● Using the information
(a) Shorten the paragraph in the cycling thread that begins "The one thing that would keep me in fear" while keeping its main facts.
(b) Please continue the cycling thread from where it stops.

● Quoted passage
The one thing that would keep me in fear is the potential of getting doored. A friend of mine had that happen when he was ripping along 20+ mph in a similar situation. He spent 3 weeks in the hospital, with the first six days in intensive care.


----------



## Christine (Jul 23, 2005)

It's on my mind constantly, but of course you can't let the fear keep you off the bike. I mean, once it happens, I can't imagine being able to get back out there, but we have to ride while we can.

SO frustrating that there's such a small margin of error. One minor, wrong move can put somebody in the hospital for so long, and that's if they're lucky!!

It looks like I'm going fast in this video, but today there was a very strong headwind, and I was being passed constantly (more people out during rush hour.)


----------



## pmf (Feb 23, 2004)

I used to have to ride through Georgetown past miles of parked cars, and I was constantly trying to make out a person in the driver's seat who might door me as I was riding by. I sure don't miss that.


----------



## Randy99CL (Mar 27, 2013)

Christine said:


> SO frustrating that there's such a small margin of error. One minor, wrong move can put somebody in the hospital for so long, and that's if they're lucky!!
> 
> It looks like I'm going fast in this video, but today there was a very strong headwind, and I was being passed constantly (more people out during rush hour.)


I, too, really enjoyed the video.

I've not ridden in a big-city situation like that and I was on the edge of my seat the whole time.
I've gained additional respect for those of you who have to share the road with thousands of vehicles like that, wow.


----------



## Christine (Jul 23, 2005)

I uploaded today's commute, a little more exciting, but I have to figure out how to edit them. Strong headwind was frustrating.

● Provided material
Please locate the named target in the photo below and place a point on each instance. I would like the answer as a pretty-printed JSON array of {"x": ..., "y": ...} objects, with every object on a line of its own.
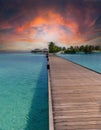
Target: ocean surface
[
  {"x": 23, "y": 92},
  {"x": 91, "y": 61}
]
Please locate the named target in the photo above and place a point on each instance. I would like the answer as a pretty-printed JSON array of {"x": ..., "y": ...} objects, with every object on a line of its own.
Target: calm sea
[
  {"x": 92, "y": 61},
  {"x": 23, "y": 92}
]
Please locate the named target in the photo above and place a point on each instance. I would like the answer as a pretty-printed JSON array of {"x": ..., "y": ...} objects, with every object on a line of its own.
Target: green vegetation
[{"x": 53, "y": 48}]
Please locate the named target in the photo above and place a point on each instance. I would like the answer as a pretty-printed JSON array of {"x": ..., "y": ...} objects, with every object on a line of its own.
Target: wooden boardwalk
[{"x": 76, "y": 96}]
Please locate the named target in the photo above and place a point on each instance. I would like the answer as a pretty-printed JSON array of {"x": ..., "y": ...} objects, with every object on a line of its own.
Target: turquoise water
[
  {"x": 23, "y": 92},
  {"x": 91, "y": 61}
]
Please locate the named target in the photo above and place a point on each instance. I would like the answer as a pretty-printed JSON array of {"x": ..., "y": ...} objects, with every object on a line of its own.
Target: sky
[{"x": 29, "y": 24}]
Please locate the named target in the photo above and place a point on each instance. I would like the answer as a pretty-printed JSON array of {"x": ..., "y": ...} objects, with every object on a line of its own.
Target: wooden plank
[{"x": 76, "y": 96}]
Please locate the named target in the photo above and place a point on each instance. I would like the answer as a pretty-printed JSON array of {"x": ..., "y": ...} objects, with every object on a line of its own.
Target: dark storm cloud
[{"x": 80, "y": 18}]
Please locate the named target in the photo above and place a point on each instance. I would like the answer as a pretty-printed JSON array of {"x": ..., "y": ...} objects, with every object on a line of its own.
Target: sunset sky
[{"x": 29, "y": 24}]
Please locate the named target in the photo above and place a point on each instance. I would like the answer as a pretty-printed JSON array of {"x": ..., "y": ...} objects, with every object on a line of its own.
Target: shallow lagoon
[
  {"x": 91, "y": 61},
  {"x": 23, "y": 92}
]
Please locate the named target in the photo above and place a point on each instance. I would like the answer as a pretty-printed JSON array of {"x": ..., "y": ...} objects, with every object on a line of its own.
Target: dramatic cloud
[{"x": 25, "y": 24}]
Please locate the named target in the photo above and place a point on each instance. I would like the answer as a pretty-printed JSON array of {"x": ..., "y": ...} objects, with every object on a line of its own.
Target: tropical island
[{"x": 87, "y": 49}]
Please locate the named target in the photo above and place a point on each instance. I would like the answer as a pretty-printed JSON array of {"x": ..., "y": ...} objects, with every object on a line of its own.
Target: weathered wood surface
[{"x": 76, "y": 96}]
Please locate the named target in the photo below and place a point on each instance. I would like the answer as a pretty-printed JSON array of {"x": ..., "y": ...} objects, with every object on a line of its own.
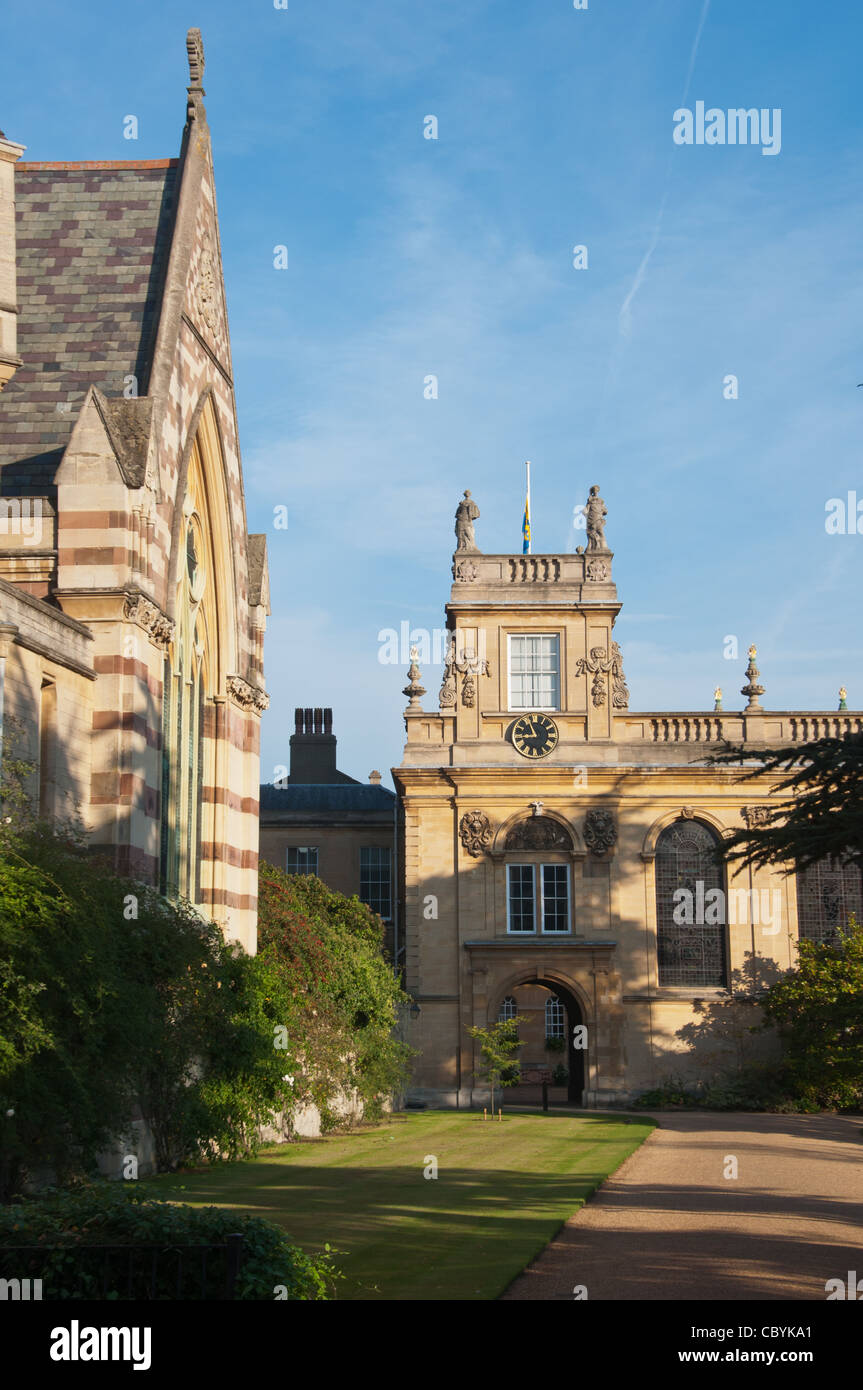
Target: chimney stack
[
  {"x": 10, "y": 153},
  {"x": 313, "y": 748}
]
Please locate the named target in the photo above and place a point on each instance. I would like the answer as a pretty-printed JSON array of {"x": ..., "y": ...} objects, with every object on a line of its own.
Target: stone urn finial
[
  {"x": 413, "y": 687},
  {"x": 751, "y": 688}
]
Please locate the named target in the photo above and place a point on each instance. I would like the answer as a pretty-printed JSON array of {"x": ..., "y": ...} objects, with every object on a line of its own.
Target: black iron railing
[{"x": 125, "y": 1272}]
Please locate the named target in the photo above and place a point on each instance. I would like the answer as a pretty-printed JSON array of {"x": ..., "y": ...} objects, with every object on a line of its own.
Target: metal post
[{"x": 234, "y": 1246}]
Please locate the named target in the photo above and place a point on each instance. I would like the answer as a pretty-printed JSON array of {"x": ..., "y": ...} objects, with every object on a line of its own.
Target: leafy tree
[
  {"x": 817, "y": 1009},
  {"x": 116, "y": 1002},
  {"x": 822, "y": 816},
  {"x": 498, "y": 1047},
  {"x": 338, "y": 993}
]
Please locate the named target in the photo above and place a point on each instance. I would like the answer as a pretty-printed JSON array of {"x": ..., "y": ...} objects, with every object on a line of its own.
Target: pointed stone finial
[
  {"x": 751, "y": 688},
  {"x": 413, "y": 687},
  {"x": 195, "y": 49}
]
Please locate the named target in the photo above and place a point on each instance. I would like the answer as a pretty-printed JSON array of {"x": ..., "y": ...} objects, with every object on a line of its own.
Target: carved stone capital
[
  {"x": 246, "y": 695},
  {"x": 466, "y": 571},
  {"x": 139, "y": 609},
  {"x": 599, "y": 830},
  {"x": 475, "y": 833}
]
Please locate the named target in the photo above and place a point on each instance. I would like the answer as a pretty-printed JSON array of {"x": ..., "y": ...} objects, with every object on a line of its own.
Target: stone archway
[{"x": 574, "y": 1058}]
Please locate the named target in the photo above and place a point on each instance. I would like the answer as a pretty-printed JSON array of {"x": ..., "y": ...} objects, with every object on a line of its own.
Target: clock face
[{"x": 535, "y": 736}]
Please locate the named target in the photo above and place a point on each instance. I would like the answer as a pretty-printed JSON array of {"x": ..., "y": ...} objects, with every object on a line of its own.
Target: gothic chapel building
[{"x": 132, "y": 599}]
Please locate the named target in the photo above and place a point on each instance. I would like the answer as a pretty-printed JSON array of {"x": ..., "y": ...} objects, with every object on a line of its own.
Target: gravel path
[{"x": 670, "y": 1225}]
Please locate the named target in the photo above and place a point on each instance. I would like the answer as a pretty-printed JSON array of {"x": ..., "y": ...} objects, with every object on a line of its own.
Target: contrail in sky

● Expected outputs
(a) The biggest fear is getting doored. A friend who was doored while riding at more than 20 mph in a similar situation spent three weeks in the hospital, the first six days in intensive care.

(b)
Not sure if I should include the part where the woman was getting angry, but YouTube now has an option to blur faces! So maybe I can include it.......


----------



## mtrac (Sep 23, 2013)

Shoot. Now I really need, er, want a camera.


----------



## Christine (Jul 23, 2005)

It's an addictive toy. Today, while visiting my sister and some aunts/uncles, she featured the videos as after-dinner entertainment. 

I told her I wasn't planning on showing the old folks what the commute is like, but luckily all they saw was the Williamsburg section post-rush-hour


----------



## Srode (Aug 19, 2012)

Watching that just made me pretty nervous - you are one brave lady! Too many cars for me.


----------



## Christine (Jul 23, 2005)

Here's some Friday-morning footage. Closer to rush hour: 






Highlights: 7:37 mark- jumped the light sooner than usual, rogue car speeds out of nowhere. Not a problem, the lane behind me was clear.....hoped it would stay that way!

9:50- sneaking past a truck that started to turn into my lane at the last second (you can see the wheels turning, it helps to watch the front wheels of vehicles.... somewhat!)

10:30- view of intersection blocked as light turned green, I started to go, then a near hit by a bus as it goes through the red.  Closer than it looks! 

12:30- confrontation on pedestrian bridge (maybe I should try to blur the faces*, not that there's a whole lot of viewership!)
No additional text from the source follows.